**The problem:**
Only the lines from the one with "foreground. Do not add anything beyond the points." through the end of the material, both ends included, should be retyped exactly.

**Given data:**

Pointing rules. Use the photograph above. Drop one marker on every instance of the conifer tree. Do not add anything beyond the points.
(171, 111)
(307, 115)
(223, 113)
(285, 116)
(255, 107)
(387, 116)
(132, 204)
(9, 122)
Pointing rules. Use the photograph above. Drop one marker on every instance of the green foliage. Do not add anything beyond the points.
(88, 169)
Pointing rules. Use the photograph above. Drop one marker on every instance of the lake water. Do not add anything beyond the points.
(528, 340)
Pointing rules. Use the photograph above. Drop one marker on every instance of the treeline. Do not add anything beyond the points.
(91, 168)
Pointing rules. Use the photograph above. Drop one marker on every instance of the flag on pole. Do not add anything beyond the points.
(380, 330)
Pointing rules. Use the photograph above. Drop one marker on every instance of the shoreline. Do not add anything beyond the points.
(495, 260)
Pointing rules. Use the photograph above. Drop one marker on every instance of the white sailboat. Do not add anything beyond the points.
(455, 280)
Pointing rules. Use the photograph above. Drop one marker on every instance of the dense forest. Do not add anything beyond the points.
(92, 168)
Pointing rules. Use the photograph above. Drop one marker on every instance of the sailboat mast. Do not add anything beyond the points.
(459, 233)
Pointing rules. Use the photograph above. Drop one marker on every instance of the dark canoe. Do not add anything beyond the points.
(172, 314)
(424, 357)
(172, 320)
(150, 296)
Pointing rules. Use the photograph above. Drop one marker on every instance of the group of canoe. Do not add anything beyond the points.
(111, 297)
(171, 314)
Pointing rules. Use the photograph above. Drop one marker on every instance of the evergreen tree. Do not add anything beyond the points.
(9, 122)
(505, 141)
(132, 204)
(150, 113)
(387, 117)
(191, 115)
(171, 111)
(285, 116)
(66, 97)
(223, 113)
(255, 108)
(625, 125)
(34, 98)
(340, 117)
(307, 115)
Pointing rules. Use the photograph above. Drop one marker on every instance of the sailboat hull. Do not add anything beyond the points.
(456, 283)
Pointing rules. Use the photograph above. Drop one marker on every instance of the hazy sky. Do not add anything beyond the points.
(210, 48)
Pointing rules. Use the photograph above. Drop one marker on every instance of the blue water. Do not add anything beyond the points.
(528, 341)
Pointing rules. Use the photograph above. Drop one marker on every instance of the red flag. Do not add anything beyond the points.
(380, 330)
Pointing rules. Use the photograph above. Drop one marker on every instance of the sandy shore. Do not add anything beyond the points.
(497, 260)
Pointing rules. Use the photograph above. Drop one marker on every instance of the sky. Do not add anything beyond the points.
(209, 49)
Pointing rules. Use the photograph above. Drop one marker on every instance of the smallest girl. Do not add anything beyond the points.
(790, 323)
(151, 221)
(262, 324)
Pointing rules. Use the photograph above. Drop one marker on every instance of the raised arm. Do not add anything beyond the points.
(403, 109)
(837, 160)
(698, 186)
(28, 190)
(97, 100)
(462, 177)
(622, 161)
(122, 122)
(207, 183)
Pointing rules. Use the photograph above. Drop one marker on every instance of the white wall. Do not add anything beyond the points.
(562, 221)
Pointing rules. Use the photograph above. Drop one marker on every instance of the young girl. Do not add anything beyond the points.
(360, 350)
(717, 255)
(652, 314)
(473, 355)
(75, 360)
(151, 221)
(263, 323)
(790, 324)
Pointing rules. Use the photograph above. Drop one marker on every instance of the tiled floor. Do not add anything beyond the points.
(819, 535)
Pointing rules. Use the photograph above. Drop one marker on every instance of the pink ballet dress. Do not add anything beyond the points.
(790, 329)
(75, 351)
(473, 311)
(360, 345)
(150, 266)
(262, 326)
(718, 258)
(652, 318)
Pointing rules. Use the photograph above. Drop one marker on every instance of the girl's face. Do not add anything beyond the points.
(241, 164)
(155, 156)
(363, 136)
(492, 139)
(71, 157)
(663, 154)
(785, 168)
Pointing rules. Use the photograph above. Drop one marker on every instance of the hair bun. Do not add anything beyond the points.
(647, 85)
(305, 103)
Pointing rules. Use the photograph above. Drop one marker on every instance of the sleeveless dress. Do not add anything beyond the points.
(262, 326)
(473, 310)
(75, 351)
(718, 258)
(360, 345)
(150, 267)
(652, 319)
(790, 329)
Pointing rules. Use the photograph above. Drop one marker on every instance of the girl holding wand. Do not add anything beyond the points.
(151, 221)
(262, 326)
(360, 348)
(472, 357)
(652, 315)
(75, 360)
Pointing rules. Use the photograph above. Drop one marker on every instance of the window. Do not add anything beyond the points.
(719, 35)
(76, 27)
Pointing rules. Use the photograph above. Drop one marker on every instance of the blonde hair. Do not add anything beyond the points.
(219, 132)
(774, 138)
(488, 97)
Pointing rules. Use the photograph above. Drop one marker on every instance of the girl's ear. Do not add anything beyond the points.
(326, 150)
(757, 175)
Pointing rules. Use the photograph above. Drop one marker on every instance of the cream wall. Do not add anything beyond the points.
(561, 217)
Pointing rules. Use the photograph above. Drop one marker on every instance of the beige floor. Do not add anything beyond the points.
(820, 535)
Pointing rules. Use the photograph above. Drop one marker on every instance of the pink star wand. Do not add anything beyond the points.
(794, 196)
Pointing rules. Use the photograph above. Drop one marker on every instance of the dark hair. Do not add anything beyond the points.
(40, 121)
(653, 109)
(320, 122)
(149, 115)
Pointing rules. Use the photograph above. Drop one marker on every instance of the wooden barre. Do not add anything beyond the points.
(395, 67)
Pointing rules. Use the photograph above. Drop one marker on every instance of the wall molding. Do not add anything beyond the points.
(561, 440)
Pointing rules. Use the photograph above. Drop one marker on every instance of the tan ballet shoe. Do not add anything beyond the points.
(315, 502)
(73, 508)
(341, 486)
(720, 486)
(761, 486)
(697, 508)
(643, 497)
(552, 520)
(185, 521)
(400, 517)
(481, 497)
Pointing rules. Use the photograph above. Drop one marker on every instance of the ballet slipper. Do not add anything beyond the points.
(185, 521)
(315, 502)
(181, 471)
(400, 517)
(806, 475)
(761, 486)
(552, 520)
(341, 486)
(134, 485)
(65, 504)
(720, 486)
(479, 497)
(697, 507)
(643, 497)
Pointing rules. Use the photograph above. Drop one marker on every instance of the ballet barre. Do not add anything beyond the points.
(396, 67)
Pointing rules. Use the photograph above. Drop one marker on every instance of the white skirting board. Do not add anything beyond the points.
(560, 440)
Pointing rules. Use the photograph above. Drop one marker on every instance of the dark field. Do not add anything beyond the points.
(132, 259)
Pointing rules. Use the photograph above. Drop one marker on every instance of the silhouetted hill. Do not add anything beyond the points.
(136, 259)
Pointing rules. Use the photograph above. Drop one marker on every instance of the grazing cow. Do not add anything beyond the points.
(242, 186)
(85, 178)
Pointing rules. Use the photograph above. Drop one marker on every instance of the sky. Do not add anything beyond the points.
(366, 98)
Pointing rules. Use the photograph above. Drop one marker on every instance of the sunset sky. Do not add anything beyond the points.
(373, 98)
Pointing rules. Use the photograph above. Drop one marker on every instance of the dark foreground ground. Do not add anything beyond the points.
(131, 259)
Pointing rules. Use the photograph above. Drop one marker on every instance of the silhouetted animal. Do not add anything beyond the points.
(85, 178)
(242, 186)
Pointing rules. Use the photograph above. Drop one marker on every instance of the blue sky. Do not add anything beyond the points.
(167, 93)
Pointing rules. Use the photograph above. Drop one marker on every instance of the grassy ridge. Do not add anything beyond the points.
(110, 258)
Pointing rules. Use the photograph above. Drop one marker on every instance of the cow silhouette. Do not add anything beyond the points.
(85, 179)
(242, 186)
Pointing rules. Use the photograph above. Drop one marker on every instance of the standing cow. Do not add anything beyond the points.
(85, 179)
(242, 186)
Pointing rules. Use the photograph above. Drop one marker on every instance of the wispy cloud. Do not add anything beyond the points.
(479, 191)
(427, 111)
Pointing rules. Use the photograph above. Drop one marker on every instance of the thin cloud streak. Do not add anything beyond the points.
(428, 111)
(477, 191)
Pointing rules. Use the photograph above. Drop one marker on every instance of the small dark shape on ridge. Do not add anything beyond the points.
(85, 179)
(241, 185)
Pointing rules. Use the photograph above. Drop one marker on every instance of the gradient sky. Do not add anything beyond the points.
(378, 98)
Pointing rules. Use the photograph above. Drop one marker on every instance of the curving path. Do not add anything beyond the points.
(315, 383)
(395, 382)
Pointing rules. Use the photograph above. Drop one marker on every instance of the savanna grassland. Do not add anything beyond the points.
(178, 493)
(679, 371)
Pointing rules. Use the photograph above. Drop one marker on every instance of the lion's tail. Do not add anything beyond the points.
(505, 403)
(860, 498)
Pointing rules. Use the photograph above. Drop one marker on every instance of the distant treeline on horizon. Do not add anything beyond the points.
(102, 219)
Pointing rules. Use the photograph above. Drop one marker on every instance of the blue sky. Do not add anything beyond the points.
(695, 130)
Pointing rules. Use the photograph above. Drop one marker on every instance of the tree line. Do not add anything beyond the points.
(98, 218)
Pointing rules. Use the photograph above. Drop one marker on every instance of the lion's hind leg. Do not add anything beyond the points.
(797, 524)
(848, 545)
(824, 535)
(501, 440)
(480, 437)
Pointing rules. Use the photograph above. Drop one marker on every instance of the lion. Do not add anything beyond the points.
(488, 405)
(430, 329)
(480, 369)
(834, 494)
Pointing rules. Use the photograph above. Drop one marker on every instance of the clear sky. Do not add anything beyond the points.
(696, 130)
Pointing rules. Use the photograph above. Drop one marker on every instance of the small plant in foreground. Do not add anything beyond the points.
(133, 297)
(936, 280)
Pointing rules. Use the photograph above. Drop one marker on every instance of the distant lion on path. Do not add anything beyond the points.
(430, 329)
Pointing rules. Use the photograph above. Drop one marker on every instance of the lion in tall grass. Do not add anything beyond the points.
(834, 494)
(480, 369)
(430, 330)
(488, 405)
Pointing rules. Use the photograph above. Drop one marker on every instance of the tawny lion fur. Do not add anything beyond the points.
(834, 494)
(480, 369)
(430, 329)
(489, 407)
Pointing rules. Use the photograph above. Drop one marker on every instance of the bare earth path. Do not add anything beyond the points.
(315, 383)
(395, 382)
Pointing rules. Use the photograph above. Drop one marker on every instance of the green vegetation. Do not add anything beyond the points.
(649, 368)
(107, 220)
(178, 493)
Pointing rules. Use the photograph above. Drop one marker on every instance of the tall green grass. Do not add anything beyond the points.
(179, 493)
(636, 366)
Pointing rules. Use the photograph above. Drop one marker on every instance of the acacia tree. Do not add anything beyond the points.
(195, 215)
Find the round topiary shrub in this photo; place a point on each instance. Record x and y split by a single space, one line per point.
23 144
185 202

**Result:**
Pointing rules. Use the photograph above. Drop one marker on every instance of the small plant in foreground. Do not add anything beyond the points.
(133, 297)
(936, 280)
Pointing rules. Use the photograph above. Drop one marker on every instance of the distant lion on path. Do not add anything beyond the points.
(430, 329)
Pointing rules. Use the photograph above. Drop one marker on every instance of the lion in tall grass. Do not add anything beyond the points.
(834, 494)
(480, 369)
(430, 330)
(488, 405)
Pointing rules. Use the photograph above. Drop one marker on every instance of the tawny lion fur. Do not add anything beyond the points.
(834, 494)
(480, 369)
(430, 329)
(489, 407)
Pointing rules. Use the photograph above. Drop one marker on every instance of the bare earth path. Do not add anything beyond the points.
(315, 383)
(395, 382)
Pointing rules. Use the photograph above. Drop one marker on every instance of the green vegetation. Do not add anything beyond the points.
(649, 368)
(107, 220)
(178, 493)
Pointing rules. Use the photograph above. Drop one marker on every instance of the tall green grass. Do not add anything beyond the points.
(179, 493)
(636, 366)
Pointing rules. Use the photograph above. Drop one marker on every instance of the acacia tree. Do not add anything beyond the points.
(195, 215)
Find the round topiary shrub in this photo; place a point on each instance. Record x and y split by a single space, one line per point.
23 144
185 202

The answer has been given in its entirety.